**GOAL OF THE EXERCISE:**
List every person named in the "Findings" post that follows.

**EXERCISE PASSAGE:**
Findings

Curative

Kevin Lewis

March 13, 2023

Understanding Cross-country Differences in Health Status and Expenditures: Health Price Matters
Raquel Fonseca et al.
Journal of Political Economy, forthcoming 

Abstract:

Using a general equilibrium heterogeneous agent model featuring health production, we quantify the contribution of health price in explaining cross-country differences in health expenditures and health status. Considering other country-specific explanatory factors, U.S. health prices are estimated to be 33% higher than those of European countries. This price differential explains more than 60% of the difference in health expenditures and more than half of the difference in health status between Europe and the U.S. Despite its large impact at the aggregate level, these price differences increase the lifetime cost of living of Americans by two percentage points.


Medicaid reimbursement rates for primary care services and behavioral health outcomes
Johanna Catherine Maclean et al.
Health Economics, April 2023, Pages 873-909 

Abstract:

We study the effects of changing Medicaid reimbursement rates for primary care services on behavioral health outcomes -- defined here as mental illness and substance use disorders. Medicaid enrollees are at elevated risk for these, and other, chronic conditions and are likely to have unmet treatment needs. We apply two-way fixed-effects regressions to survey data specifically designed to measure behavioral health outcomes over the period 2010–2016. We find that higher primary care reimbursement rates reduce mental illness and substance use disorders among non-elderly adult Medicaid enrollees, although we interpret findings for substance use disorders with some caution as they may be vulnerable to differential pre-trends. Overall, our findings suggest positive spillovers from a policy designed to target primary care services to behavioral health outcomes.

**INFORMATION SHOWN:**
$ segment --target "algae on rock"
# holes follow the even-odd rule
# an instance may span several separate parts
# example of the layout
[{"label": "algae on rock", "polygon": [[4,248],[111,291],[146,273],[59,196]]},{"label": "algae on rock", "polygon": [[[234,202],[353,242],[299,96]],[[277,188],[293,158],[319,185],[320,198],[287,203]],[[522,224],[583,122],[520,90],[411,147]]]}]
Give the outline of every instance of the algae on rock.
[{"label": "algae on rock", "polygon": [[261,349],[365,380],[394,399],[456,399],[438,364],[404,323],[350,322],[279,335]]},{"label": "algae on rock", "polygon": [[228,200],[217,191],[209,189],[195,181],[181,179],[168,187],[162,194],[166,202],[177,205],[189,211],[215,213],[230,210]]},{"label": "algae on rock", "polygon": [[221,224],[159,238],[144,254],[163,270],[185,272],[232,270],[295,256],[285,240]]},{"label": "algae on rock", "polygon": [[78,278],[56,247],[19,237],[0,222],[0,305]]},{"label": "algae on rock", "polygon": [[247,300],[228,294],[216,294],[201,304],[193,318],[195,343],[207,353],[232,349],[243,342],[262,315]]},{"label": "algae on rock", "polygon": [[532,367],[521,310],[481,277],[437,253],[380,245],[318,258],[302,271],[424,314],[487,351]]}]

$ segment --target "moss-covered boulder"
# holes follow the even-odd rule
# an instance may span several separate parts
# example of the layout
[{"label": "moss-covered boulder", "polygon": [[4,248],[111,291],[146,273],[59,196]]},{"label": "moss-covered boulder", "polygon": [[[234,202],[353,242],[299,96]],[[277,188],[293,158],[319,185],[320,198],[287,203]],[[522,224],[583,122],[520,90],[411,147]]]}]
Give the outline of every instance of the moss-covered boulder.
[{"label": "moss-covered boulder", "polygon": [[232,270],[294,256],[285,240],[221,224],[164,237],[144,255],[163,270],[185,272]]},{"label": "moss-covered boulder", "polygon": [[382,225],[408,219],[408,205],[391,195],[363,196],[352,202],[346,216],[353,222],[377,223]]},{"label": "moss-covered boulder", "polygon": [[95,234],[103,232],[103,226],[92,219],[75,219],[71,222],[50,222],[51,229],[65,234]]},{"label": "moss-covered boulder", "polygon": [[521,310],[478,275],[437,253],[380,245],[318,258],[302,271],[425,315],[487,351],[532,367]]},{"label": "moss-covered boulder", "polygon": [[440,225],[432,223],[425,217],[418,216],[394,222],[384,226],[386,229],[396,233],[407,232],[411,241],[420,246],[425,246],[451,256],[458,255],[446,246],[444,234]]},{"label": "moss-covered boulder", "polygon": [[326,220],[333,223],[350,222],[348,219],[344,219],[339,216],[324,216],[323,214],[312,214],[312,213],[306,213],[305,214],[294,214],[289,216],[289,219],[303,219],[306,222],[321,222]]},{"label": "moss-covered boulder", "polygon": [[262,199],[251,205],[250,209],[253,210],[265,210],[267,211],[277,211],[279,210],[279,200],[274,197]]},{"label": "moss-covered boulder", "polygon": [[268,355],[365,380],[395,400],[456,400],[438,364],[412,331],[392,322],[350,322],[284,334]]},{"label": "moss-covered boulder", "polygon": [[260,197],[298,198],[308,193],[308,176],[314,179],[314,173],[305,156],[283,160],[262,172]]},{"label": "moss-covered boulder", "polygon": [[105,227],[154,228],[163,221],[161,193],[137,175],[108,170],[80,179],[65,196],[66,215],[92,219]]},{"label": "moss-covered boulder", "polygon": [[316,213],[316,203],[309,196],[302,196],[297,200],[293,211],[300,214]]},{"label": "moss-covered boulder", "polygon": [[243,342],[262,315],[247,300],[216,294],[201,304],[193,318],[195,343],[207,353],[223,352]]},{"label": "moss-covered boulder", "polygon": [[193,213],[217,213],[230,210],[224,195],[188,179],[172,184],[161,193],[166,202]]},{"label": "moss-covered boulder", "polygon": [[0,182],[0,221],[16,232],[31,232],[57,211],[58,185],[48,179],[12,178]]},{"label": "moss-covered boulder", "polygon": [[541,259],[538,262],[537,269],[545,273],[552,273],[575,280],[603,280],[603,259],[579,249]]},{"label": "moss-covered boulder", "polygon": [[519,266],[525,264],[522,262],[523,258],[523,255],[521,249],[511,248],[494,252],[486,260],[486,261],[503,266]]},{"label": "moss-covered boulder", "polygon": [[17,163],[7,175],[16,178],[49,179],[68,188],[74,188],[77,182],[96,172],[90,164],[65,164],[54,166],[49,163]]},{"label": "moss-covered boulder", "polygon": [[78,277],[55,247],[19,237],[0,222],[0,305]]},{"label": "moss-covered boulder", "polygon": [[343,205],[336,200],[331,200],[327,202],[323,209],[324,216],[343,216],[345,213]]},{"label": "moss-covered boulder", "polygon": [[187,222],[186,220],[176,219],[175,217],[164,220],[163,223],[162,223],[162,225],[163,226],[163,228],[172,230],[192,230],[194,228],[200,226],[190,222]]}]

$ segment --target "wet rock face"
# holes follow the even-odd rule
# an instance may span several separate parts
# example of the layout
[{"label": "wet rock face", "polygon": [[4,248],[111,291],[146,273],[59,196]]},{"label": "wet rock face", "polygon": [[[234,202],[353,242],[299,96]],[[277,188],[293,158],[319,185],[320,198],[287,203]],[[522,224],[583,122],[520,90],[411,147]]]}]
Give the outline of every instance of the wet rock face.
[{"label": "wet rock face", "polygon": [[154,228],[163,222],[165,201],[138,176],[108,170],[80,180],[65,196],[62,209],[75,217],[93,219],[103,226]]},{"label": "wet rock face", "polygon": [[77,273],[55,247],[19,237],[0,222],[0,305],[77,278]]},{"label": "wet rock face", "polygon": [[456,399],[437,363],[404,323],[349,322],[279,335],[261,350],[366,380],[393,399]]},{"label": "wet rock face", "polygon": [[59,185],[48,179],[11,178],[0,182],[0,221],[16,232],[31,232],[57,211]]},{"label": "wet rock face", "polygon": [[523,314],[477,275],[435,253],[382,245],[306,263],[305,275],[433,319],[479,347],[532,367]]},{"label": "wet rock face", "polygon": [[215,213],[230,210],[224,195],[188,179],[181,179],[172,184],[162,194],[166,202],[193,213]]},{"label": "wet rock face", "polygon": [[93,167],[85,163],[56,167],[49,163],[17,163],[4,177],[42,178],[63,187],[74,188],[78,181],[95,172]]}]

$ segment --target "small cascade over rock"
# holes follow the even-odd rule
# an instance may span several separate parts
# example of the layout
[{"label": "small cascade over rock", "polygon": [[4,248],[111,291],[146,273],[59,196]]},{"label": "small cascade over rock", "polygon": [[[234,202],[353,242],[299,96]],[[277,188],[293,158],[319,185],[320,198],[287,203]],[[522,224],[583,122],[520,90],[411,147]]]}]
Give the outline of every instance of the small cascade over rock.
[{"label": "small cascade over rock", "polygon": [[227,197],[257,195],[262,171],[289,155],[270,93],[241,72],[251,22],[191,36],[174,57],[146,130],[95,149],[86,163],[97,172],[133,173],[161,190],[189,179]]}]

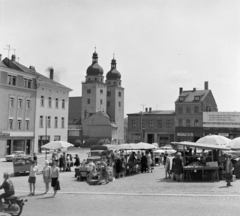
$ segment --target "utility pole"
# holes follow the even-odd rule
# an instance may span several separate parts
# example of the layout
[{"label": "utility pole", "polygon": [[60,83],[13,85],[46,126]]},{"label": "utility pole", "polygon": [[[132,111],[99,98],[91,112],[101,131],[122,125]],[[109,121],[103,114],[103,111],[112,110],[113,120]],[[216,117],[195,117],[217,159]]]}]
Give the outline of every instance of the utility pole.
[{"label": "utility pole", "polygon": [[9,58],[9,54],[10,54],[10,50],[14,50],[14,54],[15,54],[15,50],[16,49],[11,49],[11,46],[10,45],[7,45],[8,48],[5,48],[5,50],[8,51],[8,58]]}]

==

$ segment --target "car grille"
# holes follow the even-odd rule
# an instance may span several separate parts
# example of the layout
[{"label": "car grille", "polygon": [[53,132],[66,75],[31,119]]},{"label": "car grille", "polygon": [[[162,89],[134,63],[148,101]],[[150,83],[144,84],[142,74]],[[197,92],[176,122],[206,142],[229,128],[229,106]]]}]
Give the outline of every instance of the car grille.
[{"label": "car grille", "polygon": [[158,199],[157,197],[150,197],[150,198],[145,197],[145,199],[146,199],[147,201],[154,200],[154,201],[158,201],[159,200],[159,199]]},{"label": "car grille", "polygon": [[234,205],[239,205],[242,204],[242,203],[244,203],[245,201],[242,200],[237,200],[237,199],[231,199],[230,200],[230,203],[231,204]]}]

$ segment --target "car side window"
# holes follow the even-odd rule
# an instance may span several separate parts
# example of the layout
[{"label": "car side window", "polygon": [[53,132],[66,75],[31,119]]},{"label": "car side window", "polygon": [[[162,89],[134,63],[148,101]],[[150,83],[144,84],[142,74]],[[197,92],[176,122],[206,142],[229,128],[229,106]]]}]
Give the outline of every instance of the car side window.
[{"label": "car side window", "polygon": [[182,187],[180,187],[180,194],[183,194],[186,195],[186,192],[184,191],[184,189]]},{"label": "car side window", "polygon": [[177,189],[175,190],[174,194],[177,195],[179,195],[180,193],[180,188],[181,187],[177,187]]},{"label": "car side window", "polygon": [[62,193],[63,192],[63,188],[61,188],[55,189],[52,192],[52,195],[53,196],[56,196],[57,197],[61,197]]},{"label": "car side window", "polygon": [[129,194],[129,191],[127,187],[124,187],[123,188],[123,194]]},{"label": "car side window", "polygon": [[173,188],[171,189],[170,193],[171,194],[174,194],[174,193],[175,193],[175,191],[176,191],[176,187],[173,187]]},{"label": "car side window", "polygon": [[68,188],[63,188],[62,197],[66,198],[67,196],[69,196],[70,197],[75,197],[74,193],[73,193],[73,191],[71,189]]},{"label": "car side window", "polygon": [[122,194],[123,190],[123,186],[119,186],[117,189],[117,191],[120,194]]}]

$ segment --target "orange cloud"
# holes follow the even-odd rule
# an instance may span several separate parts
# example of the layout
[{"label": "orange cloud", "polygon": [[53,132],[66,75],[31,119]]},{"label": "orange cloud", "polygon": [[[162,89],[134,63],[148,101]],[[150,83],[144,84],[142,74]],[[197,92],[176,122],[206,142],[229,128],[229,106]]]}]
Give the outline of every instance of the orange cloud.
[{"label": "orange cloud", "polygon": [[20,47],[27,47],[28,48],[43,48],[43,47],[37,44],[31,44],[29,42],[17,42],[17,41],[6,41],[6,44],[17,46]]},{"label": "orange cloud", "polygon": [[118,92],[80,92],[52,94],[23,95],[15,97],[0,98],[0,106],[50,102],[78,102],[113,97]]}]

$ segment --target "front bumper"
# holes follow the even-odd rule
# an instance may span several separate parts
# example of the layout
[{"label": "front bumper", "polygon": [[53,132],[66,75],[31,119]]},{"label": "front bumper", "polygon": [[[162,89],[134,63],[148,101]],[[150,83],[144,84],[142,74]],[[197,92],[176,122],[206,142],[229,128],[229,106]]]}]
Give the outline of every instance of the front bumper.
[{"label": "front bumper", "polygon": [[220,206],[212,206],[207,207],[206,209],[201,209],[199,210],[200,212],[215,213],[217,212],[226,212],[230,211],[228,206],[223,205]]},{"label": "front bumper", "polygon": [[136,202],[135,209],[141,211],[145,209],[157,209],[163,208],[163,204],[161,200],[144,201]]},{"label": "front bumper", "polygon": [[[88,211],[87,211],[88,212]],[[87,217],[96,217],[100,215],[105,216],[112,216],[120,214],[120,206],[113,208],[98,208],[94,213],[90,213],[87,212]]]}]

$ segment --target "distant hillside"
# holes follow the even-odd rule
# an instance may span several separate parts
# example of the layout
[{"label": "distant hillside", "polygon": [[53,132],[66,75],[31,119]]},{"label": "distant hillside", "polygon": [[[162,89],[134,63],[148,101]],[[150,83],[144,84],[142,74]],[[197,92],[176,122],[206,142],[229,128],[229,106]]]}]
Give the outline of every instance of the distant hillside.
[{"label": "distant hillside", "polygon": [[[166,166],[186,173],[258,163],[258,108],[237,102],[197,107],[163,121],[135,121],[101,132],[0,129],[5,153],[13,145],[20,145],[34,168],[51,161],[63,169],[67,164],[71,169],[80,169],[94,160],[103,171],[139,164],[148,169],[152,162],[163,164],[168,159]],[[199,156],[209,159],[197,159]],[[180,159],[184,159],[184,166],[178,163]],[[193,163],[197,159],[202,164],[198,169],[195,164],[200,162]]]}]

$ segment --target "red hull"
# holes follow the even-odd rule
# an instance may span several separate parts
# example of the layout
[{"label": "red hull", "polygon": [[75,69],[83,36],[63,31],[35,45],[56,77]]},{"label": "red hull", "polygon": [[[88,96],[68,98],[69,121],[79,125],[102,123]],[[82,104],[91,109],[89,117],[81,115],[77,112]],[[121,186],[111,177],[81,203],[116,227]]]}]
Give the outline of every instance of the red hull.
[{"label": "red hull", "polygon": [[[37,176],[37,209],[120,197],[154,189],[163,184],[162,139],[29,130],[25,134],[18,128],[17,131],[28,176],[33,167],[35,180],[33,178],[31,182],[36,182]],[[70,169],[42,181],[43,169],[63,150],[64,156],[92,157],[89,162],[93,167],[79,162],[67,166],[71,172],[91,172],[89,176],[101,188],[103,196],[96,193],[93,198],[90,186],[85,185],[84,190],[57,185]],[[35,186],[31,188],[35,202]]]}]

--

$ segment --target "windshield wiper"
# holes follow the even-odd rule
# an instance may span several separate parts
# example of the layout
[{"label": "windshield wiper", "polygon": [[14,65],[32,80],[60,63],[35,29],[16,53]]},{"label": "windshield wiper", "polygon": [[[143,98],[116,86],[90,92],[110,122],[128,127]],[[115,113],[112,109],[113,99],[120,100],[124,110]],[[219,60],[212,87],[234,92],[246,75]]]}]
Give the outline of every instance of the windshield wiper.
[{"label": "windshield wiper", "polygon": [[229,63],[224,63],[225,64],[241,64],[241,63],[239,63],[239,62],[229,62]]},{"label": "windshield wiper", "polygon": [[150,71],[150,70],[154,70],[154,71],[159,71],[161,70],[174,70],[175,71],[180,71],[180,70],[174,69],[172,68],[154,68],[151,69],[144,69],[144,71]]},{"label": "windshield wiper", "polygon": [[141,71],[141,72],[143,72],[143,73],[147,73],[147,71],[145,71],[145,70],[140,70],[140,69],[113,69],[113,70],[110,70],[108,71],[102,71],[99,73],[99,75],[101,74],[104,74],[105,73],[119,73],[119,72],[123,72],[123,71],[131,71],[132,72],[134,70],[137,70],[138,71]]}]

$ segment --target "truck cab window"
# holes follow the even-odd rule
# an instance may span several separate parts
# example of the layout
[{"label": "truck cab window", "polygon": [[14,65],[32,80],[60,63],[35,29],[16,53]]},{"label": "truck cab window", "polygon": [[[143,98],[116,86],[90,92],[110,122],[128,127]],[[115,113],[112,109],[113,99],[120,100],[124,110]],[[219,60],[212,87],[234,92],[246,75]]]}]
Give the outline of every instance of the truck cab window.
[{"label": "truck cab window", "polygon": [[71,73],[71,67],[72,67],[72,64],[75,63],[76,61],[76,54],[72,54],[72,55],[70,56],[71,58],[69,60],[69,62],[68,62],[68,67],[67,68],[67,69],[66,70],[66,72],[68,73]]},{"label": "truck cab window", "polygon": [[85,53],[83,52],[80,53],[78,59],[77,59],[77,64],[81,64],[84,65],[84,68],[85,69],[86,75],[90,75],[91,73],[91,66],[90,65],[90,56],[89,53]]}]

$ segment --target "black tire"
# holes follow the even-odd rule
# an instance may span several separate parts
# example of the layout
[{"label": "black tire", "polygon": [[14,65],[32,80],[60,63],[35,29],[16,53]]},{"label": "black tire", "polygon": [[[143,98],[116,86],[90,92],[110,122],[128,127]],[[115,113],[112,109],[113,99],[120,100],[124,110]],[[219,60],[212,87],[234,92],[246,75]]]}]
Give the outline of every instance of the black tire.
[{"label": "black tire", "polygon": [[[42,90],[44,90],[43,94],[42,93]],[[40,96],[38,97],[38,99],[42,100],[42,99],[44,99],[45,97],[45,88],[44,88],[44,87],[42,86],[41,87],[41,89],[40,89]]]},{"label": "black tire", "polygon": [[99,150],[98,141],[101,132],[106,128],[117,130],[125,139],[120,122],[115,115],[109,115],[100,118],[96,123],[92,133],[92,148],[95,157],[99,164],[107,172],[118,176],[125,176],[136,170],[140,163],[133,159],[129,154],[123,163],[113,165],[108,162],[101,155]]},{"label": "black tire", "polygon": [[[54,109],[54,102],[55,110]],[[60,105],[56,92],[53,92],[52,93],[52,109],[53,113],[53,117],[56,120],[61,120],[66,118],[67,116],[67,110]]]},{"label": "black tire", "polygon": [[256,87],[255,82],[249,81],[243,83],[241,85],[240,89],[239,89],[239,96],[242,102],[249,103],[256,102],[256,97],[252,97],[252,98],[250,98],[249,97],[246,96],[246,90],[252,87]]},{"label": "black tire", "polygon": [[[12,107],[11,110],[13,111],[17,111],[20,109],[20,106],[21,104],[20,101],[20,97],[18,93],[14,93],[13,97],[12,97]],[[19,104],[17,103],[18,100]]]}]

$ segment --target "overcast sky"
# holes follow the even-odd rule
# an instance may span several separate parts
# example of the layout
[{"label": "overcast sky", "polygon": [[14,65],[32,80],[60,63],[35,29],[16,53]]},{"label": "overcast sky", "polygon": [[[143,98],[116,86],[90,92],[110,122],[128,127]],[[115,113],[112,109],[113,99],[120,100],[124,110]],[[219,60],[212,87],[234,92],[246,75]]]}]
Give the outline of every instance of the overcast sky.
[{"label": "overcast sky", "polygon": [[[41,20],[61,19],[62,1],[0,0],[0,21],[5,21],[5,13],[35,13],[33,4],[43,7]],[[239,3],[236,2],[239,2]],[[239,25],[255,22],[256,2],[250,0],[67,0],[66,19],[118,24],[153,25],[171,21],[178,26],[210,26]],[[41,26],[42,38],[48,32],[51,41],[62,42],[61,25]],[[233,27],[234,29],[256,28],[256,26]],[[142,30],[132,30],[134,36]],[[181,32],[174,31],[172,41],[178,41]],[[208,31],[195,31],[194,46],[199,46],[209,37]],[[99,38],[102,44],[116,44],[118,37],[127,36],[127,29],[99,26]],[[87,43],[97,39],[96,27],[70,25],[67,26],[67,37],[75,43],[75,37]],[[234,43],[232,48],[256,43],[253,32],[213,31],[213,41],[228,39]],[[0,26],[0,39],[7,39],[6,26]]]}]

**RESULT OF THIS EXERCISE:**
Kevin Lewis, Raquel Fonseca, Johanna Catherine Maclean